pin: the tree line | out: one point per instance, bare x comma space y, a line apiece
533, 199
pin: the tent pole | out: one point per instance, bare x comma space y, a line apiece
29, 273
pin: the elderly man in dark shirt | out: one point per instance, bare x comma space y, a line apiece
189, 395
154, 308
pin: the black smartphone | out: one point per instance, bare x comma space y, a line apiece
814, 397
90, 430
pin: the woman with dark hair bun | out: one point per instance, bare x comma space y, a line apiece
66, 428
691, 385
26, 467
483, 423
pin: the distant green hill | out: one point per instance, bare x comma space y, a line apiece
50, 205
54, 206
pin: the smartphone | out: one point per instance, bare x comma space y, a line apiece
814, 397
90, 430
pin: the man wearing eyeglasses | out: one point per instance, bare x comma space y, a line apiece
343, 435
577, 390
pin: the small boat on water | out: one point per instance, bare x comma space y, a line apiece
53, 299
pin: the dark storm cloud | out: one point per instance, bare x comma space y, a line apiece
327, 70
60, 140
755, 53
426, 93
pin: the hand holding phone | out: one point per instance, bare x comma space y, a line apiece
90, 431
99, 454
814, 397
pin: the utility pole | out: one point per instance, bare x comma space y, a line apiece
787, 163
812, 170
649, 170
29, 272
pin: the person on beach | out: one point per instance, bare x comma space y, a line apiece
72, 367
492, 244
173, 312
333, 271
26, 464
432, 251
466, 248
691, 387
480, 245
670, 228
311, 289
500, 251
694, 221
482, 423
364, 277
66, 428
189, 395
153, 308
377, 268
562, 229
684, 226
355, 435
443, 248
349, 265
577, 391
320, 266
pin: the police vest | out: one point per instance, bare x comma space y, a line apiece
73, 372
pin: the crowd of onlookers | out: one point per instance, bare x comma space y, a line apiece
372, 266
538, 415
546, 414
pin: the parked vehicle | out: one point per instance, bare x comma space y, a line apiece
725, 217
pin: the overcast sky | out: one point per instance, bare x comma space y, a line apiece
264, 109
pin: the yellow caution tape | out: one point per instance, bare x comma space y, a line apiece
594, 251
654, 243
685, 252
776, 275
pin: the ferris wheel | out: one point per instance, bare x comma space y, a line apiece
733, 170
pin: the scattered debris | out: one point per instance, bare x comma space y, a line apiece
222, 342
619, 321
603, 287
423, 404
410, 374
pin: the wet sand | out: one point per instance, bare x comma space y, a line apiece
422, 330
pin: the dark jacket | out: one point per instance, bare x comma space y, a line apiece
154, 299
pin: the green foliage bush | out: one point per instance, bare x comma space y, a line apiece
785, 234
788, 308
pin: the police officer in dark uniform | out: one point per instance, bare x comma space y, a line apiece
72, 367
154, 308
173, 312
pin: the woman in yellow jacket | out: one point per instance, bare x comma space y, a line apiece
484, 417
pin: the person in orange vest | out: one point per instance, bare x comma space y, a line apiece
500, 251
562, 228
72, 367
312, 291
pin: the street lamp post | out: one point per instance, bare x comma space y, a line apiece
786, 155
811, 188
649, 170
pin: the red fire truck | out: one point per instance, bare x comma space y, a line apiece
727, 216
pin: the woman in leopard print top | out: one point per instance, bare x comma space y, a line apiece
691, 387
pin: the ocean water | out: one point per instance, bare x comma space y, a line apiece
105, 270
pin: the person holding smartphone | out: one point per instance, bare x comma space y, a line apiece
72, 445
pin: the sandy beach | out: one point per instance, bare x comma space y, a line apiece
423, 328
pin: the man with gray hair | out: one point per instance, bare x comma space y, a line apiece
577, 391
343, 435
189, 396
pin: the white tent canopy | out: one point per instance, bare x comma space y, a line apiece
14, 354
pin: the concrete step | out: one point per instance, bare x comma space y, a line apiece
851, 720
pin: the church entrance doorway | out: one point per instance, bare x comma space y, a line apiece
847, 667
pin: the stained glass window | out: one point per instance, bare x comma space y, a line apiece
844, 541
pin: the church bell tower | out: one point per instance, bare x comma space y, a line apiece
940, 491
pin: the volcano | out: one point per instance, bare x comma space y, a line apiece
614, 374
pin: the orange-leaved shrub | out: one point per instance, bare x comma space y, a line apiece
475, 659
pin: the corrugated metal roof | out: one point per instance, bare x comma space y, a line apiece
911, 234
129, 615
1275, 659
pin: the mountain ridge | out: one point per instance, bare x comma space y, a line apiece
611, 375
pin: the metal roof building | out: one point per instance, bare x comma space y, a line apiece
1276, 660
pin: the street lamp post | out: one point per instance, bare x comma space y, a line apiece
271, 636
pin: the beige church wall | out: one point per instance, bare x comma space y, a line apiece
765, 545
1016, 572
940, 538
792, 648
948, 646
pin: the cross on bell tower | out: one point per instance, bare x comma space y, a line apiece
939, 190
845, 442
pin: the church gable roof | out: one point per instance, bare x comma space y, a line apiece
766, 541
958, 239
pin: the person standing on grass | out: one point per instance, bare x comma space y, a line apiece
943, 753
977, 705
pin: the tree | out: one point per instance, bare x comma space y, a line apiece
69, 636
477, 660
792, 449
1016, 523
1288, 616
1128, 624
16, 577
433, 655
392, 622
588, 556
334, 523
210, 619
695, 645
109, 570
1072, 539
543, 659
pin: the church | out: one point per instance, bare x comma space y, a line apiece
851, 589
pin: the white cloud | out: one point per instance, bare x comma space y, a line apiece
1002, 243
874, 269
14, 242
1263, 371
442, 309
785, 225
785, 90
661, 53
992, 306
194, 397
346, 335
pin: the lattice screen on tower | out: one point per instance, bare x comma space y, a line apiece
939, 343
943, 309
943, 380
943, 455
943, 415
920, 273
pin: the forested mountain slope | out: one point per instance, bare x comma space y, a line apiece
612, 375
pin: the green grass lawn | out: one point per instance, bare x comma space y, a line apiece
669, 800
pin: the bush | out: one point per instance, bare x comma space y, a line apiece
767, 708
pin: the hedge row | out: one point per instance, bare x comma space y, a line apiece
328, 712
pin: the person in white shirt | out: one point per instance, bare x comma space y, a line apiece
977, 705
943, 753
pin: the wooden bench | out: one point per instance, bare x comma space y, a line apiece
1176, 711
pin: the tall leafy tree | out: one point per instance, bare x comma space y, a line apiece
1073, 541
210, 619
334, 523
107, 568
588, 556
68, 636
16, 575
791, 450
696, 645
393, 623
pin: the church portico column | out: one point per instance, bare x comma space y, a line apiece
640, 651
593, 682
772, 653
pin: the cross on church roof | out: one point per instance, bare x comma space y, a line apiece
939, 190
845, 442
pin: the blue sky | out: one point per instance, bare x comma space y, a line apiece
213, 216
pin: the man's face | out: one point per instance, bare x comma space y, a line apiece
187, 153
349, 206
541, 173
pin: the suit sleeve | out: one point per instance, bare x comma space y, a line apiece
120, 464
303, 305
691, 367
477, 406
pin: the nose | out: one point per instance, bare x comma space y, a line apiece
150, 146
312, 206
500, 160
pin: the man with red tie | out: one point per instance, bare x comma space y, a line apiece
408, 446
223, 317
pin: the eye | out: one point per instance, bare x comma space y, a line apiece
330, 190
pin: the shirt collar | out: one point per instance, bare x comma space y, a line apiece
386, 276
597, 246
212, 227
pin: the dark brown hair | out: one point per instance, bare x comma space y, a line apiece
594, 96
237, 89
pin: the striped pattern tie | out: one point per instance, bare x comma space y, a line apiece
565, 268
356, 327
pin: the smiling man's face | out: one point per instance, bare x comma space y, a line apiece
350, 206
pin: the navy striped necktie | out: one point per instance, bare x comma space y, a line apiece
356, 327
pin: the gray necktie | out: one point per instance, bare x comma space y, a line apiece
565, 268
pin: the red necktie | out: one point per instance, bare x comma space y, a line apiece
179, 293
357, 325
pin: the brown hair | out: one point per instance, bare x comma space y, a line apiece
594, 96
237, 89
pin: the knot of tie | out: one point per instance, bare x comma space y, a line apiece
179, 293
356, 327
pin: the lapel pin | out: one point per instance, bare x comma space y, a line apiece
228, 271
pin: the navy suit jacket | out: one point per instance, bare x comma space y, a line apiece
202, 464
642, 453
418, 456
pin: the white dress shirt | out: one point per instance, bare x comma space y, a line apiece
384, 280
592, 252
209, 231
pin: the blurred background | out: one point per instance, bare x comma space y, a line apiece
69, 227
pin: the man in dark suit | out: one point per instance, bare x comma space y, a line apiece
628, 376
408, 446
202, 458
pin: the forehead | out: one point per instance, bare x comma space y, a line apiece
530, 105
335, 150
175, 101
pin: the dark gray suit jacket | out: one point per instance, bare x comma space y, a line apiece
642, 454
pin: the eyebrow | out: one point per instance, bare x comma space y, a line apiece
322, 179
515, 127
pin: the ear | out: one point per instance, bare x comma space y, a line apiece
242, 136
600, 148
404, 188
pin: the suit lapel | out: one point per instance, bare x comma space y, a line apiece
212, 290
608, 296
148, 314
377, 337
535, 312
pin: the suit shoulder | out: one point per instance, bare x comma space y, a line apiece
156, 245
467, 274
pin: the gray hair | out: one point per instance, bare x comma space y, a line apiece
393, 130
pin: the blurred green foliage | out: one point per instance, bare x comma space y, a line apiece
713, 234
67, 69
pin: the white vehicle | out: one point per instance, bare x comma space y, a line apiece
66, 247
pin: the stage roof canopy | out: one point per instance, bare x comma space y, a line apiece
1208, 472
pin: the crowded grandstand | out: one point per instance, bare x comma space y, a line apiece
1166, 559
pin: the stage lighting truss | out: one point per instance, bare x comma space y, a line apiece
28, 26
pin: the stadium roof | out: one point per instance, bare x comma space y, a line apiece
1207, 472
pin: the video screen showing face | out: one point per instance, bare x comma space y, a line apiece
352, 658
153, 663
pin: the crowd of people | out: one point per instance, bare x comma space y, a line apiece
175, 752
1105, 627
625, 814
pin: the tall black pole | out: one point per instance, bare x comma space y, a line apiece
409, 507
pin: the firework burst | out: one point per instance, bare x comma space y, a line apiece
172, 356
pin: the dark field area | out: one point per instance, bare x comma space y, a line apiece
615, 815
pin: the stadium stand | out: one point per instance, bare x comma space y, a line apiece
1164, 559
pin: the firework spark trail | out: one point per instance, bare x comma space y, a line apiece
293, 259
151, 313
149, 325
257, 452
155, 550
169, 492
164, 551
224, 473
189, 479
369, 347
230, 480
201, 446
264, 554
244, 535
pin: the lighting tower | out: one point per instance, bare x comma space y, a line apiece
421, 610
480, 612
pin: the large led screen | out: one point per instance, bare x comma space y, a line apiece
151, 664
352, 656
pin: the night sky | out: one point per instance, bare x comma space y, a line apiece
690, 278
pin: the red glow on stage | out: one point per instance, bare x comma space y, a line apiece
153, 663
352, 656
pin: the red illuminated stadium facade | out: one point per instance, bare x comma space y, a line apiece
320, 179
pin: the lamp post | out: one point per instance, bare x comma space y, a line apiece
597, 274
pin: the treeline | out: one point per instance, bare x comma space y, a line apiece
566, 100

------------------------------------------------------------

What is asked >>
Repeat the rows verbatim, starting with the line that contains "pin: the lamp" and going on through the last line of the rows.

Solution >>
pin: the lamp post | out: one point per instance, bare x comma space y, a line apiece
597, 274
pin: the treeline | out: one point per instance, bare x comma space y, a line apiece
566, 100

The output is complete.